EXERCISE TEXT Block Start
Biological processes: stage III versus stage IV

Finally, we compared the critical stages I and IV (Fig. 4). As a result of these comparisons, we choose the following processes for further analysis, since they are common in the all four cases:

  • Single organism process;

  • Ion transport;

  • Metal ion transport;

  • Primary alcohol metabolic process;

  • Ethanol metabolic process and

  • Ethanol oxidation.

Fig. 4
figure 4

Biological processes: stage I versus stage IV

Table 1 Biomarkers from common biological processes

Considering the common biological processes, we extracted 50 gene probes, which we refer to as special genes, that are directly involved in these processes. In Table 1 we present the gene symbols that are equal to the gene probes. An important fact is that four (CHGA, GUCA2B, CDH3 and PYY) of the five biomarkers we found to be highly correlated with the CRC phenomena, are found in the common biological processes.
EXERCISE TEXT Block End
EXCERPTED RECORDS Block Start
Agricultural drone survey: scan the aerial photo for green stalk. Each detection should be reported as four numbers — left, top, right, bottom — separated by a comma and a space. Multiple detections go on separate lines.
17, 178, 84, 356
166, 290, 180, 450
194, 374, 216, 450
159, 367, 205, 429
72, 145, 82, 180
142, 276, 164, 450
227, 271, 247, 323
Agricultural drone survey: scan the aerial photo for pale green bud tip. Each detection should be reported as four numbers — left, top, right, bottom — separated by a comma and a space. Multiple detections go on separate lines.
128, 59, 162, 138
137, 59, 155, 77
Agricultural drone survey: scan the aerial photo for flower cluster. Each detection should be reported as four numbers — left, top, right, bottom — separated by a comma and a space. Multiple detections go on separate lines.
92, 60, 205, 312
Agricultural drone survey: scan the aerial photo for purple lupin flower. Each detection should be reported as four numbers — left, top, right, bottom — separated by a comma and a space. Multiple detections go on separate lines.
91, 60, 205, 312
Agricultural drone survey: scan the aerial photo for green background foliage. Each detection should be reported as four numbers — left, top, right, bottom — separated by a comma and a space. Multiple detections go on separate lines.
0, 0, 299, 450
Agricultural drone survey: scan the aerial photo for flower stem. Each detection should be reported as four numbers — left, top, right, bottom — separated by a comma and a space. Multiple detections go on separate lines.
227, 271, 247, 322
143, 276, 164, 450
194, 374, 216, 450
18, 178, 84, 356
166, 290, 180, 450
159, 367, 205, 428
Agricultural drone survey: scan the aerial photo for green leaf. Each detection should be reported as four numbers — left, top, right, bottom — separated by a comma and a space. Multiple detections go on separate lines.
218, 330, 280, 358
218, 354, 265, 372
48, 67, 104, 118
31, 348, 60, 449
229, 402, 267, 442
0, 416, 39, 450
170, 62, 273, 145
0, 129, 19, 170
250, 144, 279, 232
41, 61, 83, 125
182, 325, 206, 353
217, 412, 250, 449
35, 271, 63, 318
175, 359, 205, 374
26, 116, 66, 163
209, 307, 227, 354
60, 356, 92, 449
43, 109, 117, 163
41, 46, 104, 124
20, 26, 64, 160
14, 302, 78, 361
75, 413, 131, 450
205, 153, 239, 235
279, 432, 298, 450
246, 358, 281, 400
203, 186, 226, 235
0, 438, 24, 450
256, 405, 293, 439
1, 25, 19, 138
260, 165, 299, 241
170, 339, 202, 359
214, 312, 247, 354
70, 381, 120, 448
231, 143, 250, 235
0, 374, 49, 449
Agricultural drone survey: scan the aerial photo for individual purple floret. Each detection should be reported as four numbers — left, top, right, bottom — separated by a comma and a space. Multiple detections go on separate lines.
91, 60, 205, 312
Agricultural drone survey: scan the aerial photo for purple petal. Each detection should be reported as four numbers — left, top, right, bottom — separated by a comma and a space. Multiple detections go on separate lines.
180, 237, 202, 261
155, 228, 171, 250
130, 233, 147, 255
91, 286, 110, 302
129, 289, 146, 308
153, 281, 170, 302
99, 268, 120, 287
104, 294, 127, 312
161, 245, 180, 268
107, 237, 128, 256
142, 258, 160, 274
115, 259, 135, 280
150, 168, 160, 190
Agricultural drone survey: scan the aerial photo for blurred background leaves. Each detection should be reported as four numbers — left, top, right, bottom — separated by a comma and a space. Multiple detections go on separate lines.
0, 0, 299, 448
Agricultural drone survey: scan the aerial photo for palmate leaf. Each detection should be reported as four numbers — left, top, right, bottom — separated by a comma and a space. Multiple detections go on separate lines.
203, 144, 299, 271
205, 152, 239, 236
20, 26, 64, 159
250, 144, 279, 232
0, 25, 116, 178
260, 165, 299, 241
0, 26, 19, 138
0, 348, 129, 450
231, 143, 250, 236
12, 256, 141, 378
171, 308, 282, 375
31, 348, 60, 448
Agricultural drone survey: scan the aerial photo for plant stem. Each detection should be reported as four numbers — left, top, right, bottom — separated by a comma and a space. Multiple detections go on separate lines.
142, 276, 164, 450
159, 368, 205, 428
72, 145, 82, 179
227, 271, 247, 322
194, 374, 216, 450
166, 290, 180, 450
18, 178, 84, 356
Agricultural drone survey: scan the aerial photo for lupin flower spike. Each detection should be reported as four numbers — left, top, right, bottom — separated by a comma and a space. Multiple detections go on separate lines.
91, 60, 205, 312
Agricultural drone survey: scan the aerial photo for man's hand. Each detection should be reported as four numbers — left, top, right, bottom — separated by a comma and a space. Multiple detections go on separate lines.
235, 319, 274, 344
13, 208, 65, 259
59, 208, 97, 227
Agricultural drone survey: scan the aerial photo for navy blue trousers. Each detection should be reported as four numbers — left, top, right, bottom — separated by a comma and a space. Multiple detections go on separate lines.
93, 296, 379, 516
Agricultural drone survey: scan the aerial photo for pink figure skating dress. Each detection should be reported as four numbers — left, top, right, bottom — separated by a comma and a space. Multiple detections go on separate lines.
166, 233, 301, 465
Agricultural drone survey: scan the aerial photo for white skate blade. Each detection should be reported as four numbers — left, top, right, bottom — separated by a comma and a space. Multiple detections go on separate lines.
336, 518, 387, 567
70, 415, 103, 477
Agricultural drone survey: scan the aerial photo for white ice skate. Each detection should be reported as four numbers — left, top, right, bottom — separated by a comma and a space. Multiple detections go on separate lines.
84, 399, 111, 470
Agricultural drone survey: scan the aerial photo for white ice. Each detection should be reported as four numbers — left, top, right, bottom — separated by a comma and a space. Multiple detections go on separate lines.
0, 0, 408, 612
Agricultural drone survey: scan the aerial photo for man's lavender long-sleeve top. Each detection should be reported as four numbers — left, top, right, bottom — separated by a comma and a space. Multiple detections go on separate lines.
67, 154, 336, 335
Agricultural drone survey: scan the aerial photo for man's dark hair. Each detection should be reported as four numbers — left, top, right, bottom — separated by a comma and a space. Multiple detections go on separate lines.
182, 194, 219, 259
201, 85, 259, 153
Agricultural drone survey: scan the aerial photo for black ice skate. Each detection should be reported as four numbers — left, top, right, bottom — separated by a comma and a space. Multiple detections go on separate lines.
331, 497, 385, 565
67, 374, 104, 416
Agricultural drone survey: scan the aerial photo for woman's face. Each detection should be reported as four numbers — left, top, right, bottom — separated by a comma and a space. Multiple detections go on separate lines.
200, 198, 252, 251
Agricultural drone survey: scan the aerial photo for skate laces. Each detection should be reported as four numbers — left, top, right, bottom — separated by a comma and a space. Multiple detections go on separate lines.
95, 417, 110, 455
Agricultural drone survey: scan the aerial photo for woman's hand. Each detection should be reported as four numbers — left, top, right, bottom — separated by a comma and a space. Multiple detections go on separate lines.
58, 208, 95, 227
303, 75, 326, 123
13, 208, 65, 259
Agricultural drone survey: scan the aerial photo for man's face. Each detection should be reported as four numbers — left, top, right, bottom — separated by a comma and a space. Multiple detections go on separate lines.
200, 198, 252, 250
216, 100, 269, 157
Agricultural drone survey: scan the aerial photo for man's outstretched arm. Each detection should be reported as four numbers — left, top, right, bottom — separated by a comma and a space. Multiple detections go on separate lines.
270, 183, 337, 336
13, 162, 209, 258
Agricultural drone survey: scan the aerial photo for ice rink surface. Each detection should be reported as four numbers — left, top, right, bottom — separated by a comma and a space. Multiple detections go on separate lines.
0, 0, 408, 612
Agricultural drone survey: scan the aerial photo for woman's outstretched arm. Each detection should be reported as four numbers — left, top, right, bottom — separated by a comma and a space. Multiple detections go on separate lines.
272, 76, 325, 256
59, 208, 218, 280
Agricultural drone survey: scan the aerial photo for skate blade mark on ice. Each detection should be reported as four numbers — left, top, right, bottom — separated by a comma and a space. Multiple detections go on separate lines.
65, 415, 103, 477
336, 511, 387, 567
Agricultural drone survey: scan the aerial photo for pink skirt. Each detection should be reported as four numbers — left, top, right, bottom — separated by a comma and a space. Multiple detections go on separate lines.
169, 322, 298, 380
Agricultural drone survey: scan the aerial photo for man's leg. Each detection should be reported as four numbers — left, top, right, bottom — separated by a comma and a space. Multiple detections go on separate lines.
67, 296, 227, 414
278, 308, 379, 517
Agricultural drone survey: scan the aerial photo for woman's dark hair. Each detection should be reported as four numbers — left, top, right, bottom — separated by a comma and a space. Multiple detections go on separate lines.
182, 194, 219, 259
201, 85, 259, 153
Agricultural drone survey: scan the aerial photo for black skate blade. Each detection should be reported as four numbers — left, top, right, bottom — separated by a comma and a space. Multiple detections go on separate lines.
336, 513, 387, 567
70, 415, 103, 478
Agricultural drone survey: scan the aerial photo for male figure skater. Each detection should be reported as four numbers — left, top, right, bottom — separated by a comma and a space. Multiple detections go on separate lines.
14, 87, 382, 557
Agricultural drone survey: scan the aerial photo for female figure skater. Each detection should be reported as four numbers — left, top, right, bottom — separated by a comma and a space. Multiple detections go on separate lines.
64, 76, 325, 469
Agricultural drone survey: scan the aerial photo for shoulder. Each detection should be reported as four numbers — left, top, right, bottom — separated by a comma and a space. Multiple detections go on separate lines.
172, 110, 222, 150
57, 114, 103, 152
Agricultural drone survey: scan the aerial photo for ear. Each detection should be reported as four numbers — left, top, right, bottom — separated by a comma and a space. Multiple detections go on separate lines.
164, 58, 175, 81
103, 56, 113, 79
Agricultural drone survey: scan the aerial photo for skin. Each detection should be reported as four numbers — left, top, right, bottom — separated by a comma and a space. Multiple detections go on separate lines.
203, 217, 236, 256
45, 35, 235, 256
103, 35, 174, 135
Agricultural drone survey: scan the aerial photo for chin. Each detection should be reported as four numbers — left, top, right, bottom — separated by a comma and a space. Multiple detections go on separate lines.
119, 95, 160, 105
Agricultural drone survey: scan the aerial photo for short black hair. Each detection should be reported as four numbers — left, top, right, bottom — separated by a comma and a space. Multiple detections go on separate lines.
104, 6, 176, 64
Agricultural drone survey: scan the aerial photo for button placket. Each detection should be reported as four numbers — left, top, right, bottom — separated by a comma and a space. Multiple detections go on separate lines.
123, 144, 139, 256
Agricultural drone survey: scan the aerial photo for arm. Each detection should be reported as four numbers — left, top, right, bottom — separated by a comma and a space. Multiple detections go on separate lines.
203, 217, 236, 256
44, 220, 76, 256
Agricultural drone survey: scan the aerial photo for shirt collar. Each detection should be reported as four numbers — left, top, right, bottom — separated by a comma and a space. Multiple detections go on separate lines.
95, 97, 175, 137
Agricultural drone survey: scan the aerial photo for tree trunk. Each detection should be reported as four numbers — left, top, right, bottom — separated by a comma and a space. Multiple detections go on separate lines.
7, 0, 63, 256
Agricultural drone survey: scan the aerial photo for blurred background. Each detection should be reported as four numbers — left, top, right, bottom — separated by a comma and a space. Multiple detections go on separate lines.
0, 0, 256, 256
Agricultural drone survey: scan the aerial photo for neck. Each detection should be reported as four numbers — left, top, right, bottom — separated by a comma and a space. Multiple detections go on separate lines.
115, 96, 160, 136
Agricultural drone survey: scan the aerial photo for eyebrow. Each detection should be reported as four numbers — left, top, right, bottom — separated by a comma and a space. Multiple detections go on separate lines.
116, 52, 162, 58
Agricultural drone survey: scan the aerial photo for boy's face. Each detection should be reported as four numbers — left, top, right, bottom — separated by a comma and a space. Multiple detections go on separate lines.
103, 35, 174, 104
EXCERPTED RECORDS Block End
COMPLETE THE FOLLOWING —
(a) In the text comparing biological processes across stages, how many gene probes were extracted from the common biological processes?
(b) Go on with the text comparing biological processes across stages, starting after its final sentence.

ANSWERS GIVEN —
(a) 50 gene probes.

(b)
Fig. 5
figure 5

Gene expression ranges of the special genes in carcinogenic and healthy testing tissues

4.3 Classification Results

As we finished the GO-stage analysis and obtained the enriched set of genes (the special genes), we inspected the ranges of the gene expression of the special genes at both carcinogenic and healthy tissues from the data in our disposition. Figure 5 presents the ranges of expression at test patients which were not involved in the biomarkers selection process and we can conclude that the special genes clearly distinguish the carcinogenic and the healthy patients. Following this first result, we proceeded with further experiments in order to improve the classification results in CRC stages classification.

Hereupon, we applied the methodology in Sect. 3.4 to remodel the gene expression distributions of each CRC stage. A key point in remodelling the probability distributions was to boost the enriched set of genes 3 times, thus the special genes are now a leading factor in the distributions shape. Using the boosting method, we additionally avoid the overlap between the probability distributions of the critical CRC stages. Therefore, as a results we got a set of 238 biomarkers which produced the distributions of the training sets depicted in Fig. 6.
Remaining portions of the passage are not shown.